### 抜粋
★ ★ ★

男ひとり旅の美学

33の国と地域、南極を含む七大陸を踏破! 海外旅行歴28回の「旅の恥は書き捨て」です。愛車BMW M3と読書感想文も。

神戸新聞より
電力需要の長期低迷から、関西電力が現在運転を休止している高砂発電所(高砂市梅井)を二〇〇六年度上期にも廃止することが十三日、分かった。
http://www.kobe-np.co.jp/kobenews/sg/0000006949.shtml

僕の家(JR朝霧駅の北の方)から明石と西明石方面を抜け、加古川、高砂へのドライブコースを快走するのが週末の楽しみでもあります。
加古川を渡るころ、天空に突きだした煙突からすべてを覆い隠すような濃密な灰色の煙がモクモクとはき出されるのを見るのは圧巻です。
時代の趨勢とは言え、これがなくなるのか……。寂しくなるなぁ。

無くなる前にじっくりと見ておこう。
(こう決意した週末に限って、突然の出張が入ったりするのです……)

1999年、強姦致死事件の被告、当時18歳だったクソ野郎の弁護人が欠席したそうな。
死刑廃止論者? 何を考えているんだ?

http://headlines.yahoo.co.jp/hl?a=20060314-00000113-yom-soci

腹が立って仕方がありませんね!
被害者の方の「法曹が死刑にしないなら、私が彼の命を奪うまでだ」の発言は、ズバリ本音でしょう。誰もが思うことを、勇気を持って公の場で発言する。それも理路整然と。頑張って欲しいです。

弁護士資格は一度取得すると、更新されることはない?
非人道的な対応を公に行っても、違法でなければ剥奪されることもない?

どうも法曹関係者の常識というのは、一般社会の常識と大きく乖離している気がします。これで市民社会の守護者を自任されても、困惑するだけです。
(もちろん、ピンキリなんでしょうけれど。)

実にわかりやすいキーワードが散りばめられています。
働く上流と踊る下流
上流は女性らしさ、下流は自分らしさを大切にする
ミリオネーゼ系キャリアウーマンの闊歩する日本橋
渋谷(センター街)はすでに下流の街
下流は自民党とフジテレビ、スポーツ観戦が好きで「ぷちナショナリズム」的である
等々

マーケティングを専門とする著者によれば、本人の上昇志向/現状志向、仕事志向/趣味志向の違いにより、女性は1)ミリオネーゼ系、2)お嬢様系、3)かまやつ女系(ストリート系)、4)ギャル系、5)普通のOL系に分類されるそうです。周囲の女性を見回すと、何となくそんな気もしますが、本当かなぁ?

★ ★ ★

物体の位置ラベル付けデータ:
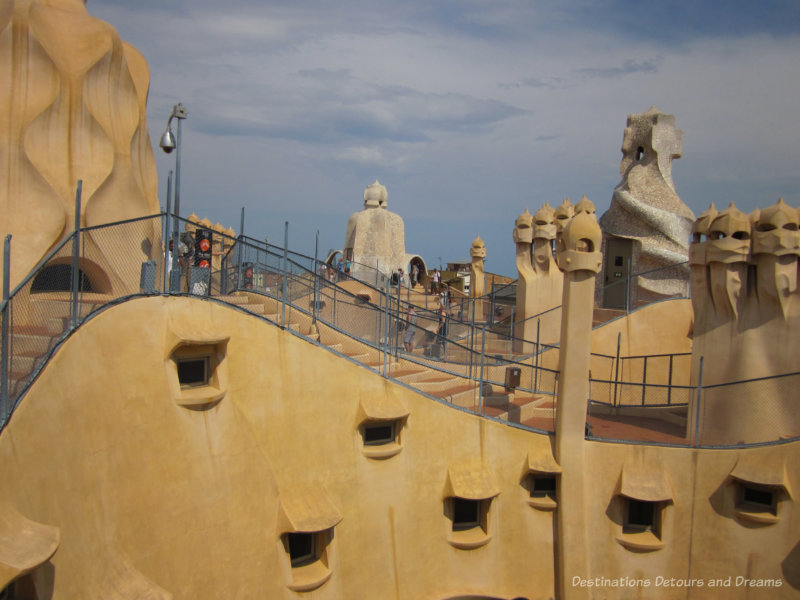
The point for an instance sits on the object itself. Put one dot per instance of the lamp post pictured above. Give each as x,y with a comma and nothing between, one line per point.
168,143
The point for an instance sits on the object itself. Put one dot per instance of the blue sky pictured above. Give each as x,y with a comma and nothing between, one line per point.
468,111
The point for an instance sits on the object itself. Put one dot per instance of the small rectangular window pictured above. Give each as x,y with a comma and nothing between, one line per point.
376,434
640,515
757,498
193,372
466,514
543,486
302,550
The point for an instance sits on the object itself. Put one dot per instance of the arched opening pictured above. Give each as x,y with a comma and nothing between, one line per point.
57,277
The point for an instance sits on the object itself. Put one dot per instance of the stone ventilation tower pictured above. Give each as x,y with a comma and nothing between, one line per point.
375,237
74,105
746,323
580,259
477,277
540,280
647,226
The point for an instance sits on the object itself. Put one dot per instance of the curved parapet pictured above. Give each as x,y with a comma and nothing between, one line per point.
645,207
74,109
24,544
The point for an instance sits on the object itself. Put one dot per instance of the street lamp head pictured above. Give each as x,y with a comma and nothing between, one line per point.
167,142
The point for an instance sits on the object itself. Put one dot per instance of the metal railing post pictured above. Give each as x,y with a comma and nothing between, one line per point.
644,380
628,289
698,401
669,381
76,254
386,331
315,279
616,367
536,358
6,330
170,257
511,335
483,357
285,268
472,341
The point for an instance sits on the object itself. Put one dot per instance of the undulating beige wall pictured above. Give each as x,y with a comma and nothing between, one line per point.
153,498
72,107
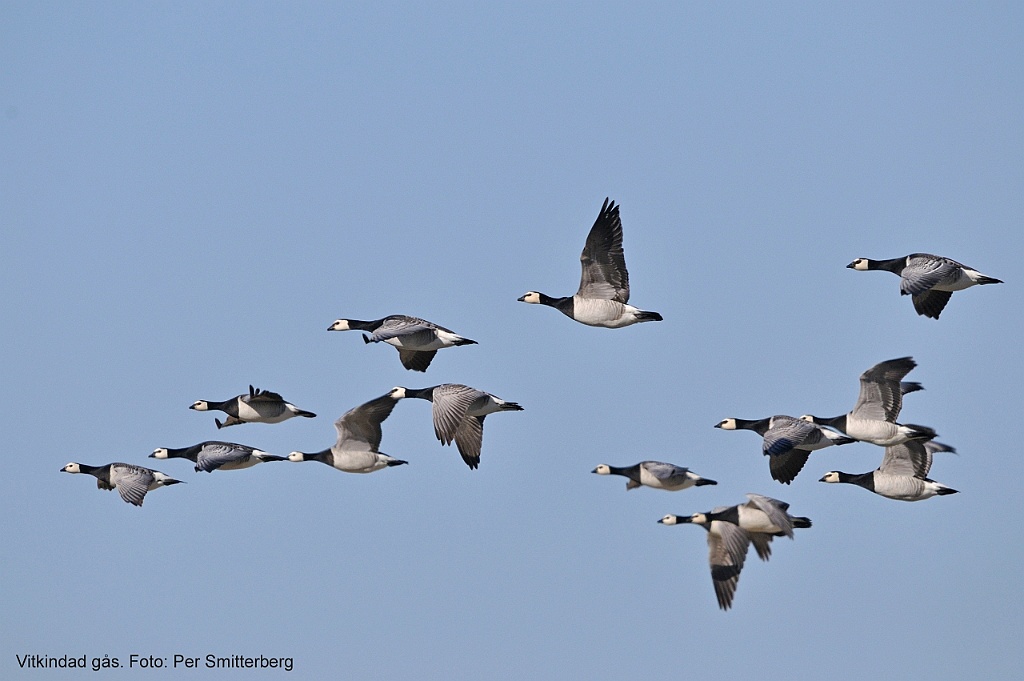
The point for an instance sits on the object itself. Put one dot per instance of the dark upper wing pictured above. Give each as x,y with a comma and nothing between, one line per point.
469,439
602,259
452,400
727,546
359,428
256,395
881,395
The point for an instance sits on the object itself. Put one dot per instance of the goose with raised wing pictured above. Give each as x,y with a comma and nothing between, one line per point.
459,412
357,447
604,285
929,280
873,417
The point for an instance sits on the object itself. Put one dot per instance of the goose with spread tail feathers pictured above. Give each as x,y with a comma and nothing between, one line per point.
458,415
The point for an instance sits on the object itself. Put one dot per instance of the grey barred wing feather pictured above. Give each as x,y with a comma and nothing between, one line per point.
775,510
786,433
359,428
669,474
923,271
881,395
727,546
452,400
762,544
131,481
912,458
785,467
603,262
215,455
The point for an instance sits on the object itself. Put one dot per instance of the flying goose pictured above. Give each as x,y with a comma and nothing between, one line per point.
655,474
604,285
212,455
417,340
727,546
131,481
458,414
929,280
903,473
356,450
787,441
873,417
257,407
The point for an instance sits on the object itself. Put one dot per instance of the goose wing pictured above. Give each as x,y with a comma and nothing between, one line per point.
786,433
359,428
602,260
881,395
452,400
775,510
257,396
669,474
131,481
923,271
469,439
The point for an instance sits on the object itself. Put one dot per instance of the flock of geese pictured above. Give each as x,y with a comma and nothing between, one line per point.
602,300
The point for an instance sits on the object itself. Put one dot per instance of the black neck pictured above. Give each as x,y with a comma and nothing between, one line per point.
632,472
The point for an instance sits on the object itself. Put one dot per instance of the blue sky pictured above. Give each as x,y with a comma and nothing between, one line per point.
192,193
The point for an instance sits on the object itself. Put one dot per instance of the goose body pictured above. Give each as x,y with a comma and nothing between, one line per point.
257,407
732,528
903,473
459,412
787,441
727,545
212,455
929,280
602,299
655,474
131,481
879,403
356,450
417,340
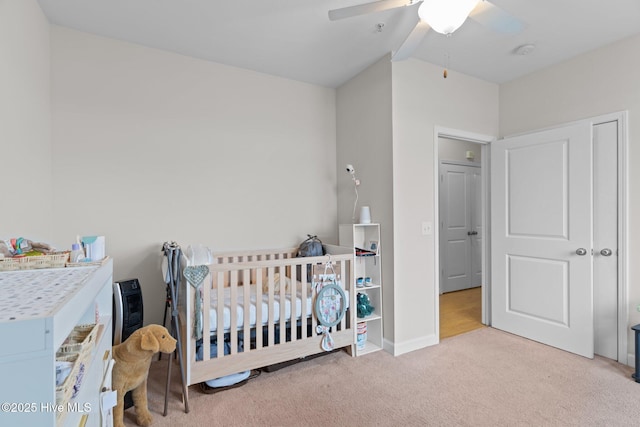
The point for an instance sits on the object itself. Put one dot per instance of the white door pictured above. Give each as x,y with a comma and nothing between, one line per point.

★ ★ ★

### 課題の指示
ブログ記事の「腹が立って仕方がありませんね!」から「実にわかりやすいキーワードが散りばめられています。」まで(「実にわかりやすいキーワードが散りばめられています。」も含む)を、「市民社会」を「地域社会」に置き換えて書き出してください。 答えるときは、このブログ記事だけを使ってください。

### 解答
腹が立って仕方がありませんね!
被害者の方の「法曹が死刑にしないなら、私が彼の命を奪うまでだ」の発言は、ズバリ本音でしょう。誰もが思うことを、勇気を持って公の場で発言する。それも理路整然と。頑張って欲しいです。

弁護士資格は一度取得すると、更新されることはない?
非人道的な対応を公に行っても、違法でなければ剥奪されることもない?

どうも法曹関係者の常識というのは、一般社会の常識と大きく乖離している気がします。これで地域社会の守護者を自任されても、困惑するだけです。
(もちろん、ピンキリなんでしょうけれど。)

実にわかりやすいキーワードが散りばめられています。